▶ **Prompt**: Copy the records below verbatim, starting at the line that contains "</instance>" and continuing through the final line of the records, including both of those lines.

▶ **Segmentation mask data**:
------
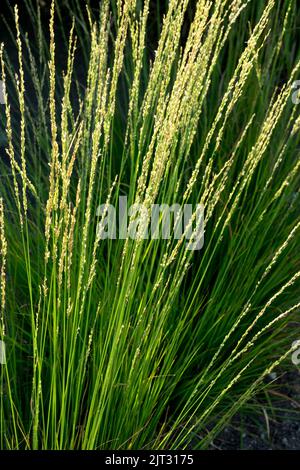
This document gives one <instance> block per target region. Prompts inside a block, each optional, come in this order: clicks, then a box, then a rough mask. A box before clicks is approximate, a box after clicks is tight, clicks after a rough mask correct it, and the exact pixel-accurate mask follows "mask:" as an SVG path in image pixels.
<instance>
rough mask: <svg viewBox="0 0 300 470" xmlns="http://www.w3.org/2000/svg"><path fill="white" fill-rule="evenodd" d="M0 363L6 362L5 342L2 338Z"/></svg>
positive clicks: (0, 343) (5, 351)
mask: <svg viewBox="0 0 300 470" xmlns="http://www.w3.org/2000/svg"><path fill="white" fill-rule="evenodd" d="M0 364H6V351H5V343H4V341H1V340H0Z"/></svg>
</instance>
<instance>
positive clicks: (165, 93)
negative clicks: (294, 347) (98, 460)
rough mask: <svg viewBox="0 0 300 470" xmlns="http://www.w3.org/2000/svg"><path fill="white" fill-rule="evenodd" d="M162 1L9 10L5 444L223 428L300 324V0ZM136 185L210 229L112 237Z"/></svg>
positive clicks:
------
▶ **Written solution**:
</instance>
<instance>
positive clicks: (165, 93)
negative clicks: (294, 347) (98, 460)
rough mask: <svg viewBox="0 0 300 470" xmlns="http://www.w3.org/2000/svg"><path fill="white" fill-rule="evenodd" d="M162 1L9 10L5 444L223 428L300 324V0ZM136 185L210 229L112 237Z"/></svg>
positive clicks:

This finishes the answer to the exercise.